**PROBLEM DETAILS:** Reproduce the portion of the data that opens with the line containing "like [1161, 92]." and closes with the line containing "[1037, 184]", both lines included, and nothing else. Scale every point coordinate in the answers by 0.4, rounding to whole numbers with halves rounded up, and leave the requests and their format samples unchanged.

>>>>>

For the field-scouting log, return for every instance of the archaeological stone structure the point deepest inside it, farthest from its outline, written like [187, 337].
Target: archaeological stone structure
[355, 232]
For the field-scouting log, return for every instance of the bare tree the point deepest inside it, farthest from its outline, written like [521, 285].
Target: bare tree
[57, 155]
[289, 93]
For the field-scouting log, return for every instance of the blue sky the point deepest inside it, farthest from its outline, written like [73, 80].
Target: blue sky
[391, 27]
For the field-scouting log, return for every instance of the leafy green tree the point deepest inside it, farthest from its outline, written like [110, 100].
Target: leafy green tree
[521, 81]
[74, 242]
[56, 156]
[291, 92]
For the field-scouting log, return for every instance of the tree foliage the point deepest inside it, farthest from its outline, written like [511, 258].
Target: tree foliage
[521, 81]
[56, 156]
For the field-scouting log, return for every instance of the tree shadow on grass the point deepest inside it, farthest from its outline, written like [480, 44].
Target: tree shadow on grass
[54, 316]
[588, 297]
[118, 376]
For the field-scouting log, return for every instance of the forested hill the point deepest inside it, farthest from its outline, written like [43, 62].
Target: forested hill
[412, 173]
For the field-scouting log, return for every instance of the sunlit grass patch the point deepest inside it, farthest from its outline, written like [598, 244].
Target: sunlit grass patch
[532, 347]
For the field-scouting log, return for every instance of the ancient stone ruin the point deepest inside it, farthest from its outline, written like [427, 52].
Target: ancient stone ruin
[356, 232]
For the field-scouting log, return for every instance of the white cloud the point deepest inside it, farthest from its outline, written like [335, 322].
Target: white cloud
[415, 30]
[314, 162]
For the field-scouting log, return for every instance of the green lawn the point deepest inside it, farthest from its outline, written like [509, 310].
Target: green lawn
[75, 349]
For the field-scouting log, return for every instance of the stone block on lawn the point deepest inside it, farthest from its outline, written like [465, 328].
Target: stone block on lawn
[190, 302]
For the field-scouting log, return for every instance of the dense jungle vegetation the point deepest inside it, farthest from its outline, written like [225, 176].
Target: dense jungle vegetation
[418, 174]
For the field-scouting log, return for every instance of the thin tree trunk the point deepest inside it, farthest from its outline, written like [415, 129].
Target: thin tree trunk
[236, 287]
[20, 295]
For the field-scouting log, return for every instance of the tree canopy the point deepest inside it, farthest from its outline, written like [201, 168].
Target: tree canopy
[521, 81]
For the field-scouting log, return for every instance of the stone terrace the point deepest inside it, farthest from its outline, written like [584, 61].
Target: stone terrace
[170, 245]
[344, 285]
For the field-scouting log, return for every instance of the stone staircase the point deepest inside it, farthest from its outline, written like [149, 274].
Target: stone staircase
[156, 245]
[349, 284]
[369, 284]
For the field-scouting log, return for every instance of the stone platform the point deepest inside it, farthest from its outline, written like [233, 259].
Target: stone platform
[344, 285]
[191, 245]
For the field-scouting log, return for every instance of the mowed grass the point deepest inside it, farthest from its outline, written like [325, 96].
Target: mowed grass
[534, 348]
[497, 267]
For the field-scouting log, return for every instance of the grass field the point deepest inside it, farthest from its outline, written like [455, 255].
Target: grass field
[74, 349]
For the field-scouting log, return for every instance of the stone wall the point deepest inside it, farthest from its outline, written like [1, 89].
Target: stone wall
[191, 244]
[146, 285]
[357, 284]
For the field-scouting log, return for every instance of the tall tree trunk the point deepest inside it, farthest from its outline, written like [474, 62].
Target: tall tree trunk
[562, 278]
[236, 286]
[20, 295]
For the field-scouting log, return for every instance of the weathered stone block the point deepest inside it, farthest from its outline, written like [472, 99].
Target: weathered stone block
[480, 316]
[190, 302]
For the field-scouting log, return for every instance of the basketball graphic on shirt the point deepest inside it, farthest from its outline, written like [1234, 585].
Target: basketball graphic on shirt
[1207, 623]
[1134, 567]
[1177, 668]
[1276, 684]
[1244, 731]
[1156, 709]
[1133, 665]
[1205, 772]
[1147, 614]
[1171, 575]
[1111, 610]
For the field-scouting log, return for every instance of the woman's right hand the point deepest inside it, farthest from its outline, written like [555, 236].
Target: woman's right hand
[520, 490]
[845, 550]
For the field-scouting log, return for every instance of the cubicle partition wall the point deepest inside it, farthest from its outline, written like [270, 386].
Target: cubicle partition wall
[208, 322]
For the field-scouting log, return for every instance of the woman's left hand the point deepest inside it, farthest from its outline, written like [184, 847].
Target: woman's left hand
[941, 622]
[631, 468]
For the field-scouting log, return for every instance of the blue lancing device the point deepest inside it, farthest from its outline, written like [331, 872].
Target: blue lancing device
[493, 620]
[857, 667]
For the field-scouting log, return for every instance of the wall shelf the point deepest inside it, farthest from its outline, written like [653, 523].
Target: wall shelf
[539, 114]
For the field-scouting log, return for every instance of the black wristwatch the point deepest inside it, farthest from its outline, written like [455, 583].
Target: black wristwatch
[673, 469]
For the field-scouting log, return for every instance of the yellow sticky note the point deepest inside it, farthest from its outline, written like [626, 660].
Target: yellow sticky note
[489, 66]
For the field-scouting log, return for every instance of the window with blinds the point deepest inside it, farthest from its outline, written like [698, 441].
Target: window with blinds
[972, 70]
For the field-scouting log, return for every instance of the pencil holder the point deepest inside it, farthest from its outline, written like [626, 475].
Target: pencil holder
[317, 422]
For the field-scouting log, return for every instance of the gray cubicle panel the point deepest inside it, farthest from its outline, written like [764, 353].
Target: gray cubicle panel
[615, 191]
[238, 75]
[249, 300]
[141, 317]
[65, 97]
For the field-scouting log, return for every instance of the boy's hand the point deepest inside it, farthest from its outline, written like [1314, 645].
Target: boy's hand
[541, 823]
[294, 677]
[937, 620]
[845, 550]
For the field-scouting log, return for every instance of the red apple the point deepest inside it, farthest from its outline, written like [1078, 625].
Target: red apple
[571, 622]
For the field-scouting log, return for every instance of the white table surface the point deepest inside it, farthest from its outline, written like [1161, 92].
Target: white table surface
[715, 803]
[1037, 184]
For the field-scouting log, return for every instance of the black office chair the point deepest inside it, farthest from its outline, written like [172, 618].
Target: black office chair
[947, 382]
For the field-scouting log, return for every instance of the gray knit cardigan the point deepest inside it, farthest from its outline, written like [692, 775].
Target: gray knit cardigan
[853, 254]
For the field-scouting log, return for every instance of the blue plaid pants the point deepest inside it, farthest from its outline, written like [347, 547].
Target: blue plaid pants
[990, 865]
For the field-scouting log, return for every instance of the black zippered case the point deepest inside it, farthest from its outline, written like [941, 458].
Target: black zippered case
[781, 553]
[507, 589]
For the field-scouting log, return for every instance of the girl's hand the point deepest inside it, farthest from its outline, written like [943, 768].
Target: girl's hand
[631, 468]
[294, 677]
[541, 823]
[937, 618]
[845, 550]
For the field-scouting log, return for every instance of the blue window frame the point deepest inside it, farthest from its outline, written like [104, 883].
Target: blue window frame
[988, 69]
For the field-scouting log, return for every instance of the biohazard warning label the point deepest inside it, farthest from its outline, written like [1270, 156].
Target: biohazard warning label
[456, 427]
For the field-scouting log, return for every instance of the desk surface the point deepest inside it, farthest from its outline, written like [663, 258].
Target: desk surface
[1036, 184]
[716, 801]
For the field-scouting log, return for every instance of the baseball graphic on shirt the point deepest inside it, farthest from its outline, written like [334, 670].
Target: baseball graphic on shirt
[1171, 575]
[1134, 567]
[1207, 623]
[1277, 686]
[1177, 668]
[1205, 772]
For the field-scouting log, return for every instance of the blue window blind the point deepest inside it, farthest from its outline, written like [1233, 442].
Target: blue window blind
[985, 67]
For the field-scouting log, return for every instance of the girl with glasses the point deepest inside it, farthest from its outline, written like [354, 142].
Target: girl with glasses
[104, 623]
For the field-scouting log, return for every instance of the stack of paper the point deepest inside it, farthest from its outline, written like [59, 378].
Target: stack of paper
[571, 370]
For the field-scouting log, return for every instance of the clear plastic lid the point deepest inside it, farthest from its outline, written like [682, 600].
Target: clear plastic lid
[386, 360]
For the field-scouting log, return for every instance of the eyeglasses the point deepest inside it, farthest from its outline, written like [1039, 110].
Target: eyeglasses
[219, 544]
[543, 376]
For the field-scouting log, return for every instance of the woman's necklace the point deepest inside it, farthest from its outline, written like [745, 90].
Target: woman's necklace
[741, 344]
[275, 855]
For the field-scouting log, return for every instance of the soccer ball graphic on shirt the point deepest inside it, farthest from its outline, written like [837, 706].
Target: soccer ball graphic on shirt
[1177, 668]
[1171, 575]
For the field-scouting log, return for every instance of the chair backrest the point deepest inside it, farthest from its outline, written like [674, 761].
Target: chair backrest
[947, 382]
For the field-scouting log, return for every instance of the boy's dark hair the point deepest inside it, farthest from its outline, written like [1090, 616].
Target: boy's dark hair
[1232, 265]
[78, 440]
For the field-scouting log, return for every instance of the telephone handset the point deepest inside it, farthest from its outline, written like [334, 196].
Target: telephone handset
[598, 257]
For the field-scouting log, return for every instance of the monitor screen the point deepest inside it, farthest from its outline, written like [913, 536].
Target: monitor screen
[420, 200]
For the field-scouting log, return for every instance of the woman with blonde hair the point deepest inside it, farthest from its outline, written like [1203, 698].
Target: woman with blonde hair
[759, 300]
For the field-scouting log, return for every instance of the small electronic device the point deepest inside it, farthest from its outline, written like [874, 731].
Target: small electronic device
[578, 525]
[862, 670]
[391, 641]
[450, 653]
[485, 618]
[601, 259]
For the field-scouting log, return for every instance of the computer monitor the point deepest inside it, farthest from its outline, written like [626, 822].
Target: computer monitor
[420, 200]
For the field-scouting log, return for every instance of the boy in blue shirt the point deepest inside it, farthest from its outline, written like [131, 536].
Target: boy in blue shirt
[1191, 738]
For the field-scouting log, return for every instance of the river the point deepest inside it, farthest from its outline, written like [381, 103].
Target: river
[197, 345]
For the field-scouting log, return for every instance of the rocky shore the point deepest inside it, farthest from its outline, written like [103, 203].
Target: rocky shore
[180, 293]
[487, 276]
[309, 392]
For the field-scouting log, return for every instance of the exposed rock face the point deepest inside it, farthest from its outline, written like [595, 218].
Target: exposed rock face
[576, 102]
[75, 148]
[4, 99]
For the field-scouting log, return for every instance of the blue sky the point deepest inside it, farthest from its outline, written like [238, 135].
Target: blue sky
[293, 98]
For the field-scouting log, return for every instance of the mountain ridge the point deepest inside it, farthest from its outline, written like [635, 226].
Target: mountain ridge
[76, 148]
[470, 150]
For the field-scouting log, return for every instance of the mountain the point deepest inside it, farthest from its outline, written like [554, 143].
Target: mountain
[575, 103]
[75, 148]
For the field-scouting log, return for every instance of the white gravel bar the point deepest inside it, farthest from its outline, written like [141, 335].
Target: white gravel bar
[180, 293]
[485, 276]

<<<<<

**ANSWER TO THE TASK:**
For the field-scouting log, return for every instance of the white table surface the point deepest inside it, farthest from its outline, written like [1161, 92].
Target: white table surface
[286, 321]
[415, 74]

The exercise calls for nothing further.